--- Start of Source data ---
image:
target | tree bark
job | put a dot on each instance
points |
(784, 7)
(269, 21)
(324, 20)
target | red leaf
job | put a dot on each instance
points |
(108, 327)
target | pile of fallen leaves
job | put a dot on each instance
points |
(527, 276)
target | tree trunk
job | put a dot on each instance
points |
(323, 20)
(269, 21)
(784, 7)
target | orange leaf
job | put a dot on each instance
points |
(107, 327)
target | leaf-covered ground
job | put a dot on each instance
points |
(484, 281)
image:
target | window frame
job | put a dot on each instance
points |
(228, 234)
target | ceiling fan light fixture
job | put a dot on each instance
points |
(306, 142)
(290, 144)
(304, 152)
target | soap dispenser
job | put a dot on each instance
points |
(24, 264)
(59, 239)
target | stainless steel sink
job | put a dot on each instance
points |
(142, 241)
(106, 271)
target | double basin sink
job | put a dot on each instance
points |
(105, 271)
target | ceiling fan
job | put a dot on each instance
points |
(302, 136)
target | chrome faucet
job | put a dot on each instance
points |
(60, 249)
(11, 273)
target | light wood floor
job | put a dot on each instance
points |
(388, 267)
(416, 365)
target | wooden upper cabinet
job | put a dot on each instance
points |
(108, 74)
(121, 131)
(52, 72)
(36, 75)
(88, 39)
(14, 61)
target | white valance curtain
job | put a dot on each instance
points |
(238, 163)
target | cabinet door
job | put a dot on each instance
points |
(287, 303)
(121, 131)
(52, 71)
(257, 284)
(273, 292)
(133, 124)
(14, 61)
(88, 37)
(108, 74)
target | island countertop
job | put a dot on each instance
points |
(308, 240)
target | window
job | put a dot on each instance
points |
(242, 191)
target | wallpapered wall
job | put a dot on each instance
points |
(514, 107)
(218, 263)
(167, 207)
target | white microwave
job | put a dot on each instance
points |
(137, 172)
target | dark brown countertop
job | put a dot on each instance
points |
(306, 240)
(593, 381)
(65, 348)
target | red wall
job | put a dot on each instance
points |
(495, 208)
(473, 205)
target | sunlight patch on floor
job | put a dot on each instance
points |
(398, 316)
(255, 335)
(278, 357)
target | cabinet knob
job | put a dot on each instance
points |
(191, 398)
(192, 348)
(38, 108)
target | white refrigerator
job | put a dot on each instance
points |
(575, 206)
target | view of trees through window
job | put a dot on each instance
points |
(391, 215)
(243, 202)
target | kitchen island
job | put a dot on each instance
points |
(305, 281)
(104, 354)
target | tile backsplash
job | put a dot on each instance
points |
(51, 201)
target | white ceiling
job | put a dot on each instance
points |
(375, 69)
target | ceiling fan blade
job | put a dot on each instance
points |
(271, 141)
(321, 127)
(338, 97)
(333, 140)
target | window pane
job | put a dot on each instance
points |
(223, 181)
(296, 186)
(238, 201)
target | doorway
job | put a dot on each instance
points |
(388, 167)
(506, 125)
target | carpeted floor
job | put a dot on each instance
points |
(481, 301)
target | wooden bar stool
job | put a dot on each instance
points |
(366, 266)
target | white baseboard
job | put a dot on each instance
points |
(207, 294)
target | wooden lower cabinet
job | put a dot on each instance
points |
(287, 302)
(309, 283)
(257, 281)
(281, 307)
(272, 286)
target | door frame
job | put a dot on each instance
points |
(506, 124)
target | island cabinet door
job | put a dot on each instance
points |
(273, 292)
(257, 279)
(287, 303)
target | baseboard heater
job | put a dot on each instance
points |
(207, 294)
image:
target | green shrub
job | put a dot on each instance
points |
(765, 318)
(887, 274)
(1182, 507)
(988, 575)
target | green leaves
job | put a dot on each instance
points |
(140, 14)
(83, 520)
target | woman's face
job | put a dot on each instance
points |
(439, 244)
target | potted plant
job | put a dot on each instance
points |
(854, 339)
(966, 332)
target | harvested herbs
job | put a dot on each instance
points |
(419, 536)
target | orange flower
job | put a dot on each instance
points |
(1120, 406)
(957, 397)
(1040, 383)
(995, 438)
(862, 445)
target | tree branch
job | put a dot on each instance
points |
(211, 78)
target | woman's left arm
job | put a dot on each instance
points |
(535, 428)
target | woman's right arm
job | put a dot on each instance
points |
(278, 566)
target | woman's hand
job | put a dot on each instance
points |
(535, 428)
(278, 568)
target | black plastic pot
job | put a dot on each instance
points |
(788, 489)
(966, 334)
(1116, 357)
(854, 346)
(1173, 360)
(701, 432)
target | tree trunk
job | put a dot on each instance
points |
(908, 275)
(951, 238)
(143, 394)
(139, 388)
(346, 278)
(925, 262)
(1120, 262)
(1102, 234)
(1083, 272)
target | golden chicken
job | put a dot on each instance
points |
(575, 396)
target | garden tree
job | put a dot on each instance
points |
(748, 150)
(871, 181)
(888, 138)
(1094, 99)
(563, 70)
--- End of Source data ---
# Your instructions
Copy the records above word for word, from first to last.

# Written response
image:
target | tree bark
job | put a dot on each instance
points |
(784, 7)
(269, 21)
(324, 20)
target | red leaf
job | put a dot on each instance
points |
(108, 327)
target | pile of fallen leaves
job | put a dot on each instance
points |
(527, 276)
target | tree trunk
job | put a dot on each instance
points |
(323, 20)
(269, 21)
(784, 7)
target | orange leaf
job | put a dot on each instance
points |
(107, 327)
target | leaf-covered ground
job | put a dot on each instance
points |
(484, 281)
image:
target | window frame
job | put a dot on each instance
points |
(228, 234)
target | ceiling fan light fixture
job | put a dot on each instance
points |
(306, 142)
(290, 144)
(304, 152)
target | soap dispenser
job | put a dot on each instance
points |
(24, 264)
(59, 239)
target | stainless steel sink
job | put a dot on each instance
points |
(142, 241)
(106, 271)
target | double basin sink
job | put a dot on each instance
points |
(105, 271)
target | ceiling fan
job | put a dot on each instance
points |
(302, 136)
target | chrome faucet
job | put a dot on each instance
points |
(60, 249)
(11, 273)
target | light wood floor
job | put a dot on each instance
points |
(388, 267)
(416, 365)
target | wooden upper cabinet
job | put a dot on each instance
points |
(108, 74)
(121, 131)
(52, 72)
(36, 75)
(88, 39)
(14, 61)
target | white valance curtain
job | put a dot on each instance
points |
(238, 163)
target | cabinet door
job | put a dot on each instance
points |
(287, 303)
(121, 131)
(52, 71)
(257, 284)
(273, 292)
(133, 124)
(14, 61)
(88, 37)
(108, 74)
target | island countertop
job | put a dot on each instance
points |
(308, 240)
target | window
job | put a dot on each instance
points |
(242, 191)
target | wallpapered wall
job | put a dot on each instance
points |
(514, 107)
(218, 263)
(167, 207)
target | white microwave
job | put a dot on each instance
points |
(137, 172)
target | dark brown countertop
job | put a dot on each instance
points |
(306, 240)
(593, 381)
(65, 348)
target | red wall
job | put a dot on each instance
points |
(495, 208)
(473, 205)
target | sunlight patch on floor
job | put a dot on each instance
points |
(398, 316)
(255, 335)
(278, 357)
target | cabinet knob
job | put a dot on each instance
points |
(191, 398)
(192, 348)
(38, 108)
target | white refrigerator
job | put a dot on each instance
points |
(575, 206)
target | view of trees through window
job | put a dot on each instance
points |
(391, 215)
(243, 202)
target | kitchen island
job | put a dot on each instance
points |
(305, 281)
(104, 354)
target | tile backsplash
job | put a dot on each instance
points |
(51, 201)
target | white ceiling
job | put a dot on each instance
points |
(375, 69)
target | ceiling fan blade
job | put a dot on each instance
points |
(271, 141)
(321, 127)
(338, 97)
(333, 140)
target | window pane
job | put a dot on each instance
points |
(223, 181)
(296, 186)
(238, 201)
target | doorway
job | put a dot on each instance
points |
(388, 167)
(506, 125)
target | carpeted floor
job | put a dot on each instance
points |
(481, 301)
target | wooden bar stool
job | put a dot on each instance
points |
(366, 266)
target | white baseboard
job | put a dot on each instance
points |
(207, 294)
target | wooden lower cabinet
job | put a dot on each instance
points |
(287, 302)
(309, 283)
(257, 281)
(281, 307)
(272, 286)
target | door frame
job | put a dot on each instance
points |
(506, 124)
target | island cabinet door
job | put a dot on each instance
points |
(273, 292)
(257, 279)
(287, 303)
target | baseboard heater
job | put a dot on each instance
points |
(207, 294)
image:
target | green shrub
job | put a dot on each instance
points |
(765, 318)
(887, 274)
(1182, 507)
(988, 575)
target | green leaves
job | put a dot on each instance
points |
(140, 14)
(83, 520)
target | woman's face
job | put a dot on each instance
points |
(439, 244)
target | potted plant
job | put a dot on each instance
points |
(854, 339)
(966, 332)
target | harvested herbs
job | put a dot on each instance
points |
(419, 536)
target | orange flower
job | put a dot on each instance
points |
(1120, 406)
(957, 397)
(1040, 383)
(995, 438)
(862, 445)
target | tree branch
job | put a dot on each instance
points |
(211, 78)
target | woman's left arm
job | put a dot on each instance
points |
(535, 428)
target | woman's right arm
job | put a dot on each instance
points |
(278, 566)
target | woman's hand
job | put a dot on each instance
points |
(535, 428)
(278, 568)
target | black plastic pot
job | put a dot on each instance
points |
(788, 489)
(966, 334)
(1116, 357)
(854, 346)
(1173, 360)
(701, 432)
target | tree trunk
job | put a dot on each instance
points |
(908, 275)
(951, 238)
(143, 394)
(139, 388)
(346, 278)
(925, 262)
(1120, 262)
(1102, 234)
(1083, 272)
target | golden chicken
job | put a dot on each instance
points |
(575, 396)
target | garden tree
job | put a dot on each instance
points |
(748, 150)
(871, 181)
(888, 138)
(1094, 99)
(563, 70)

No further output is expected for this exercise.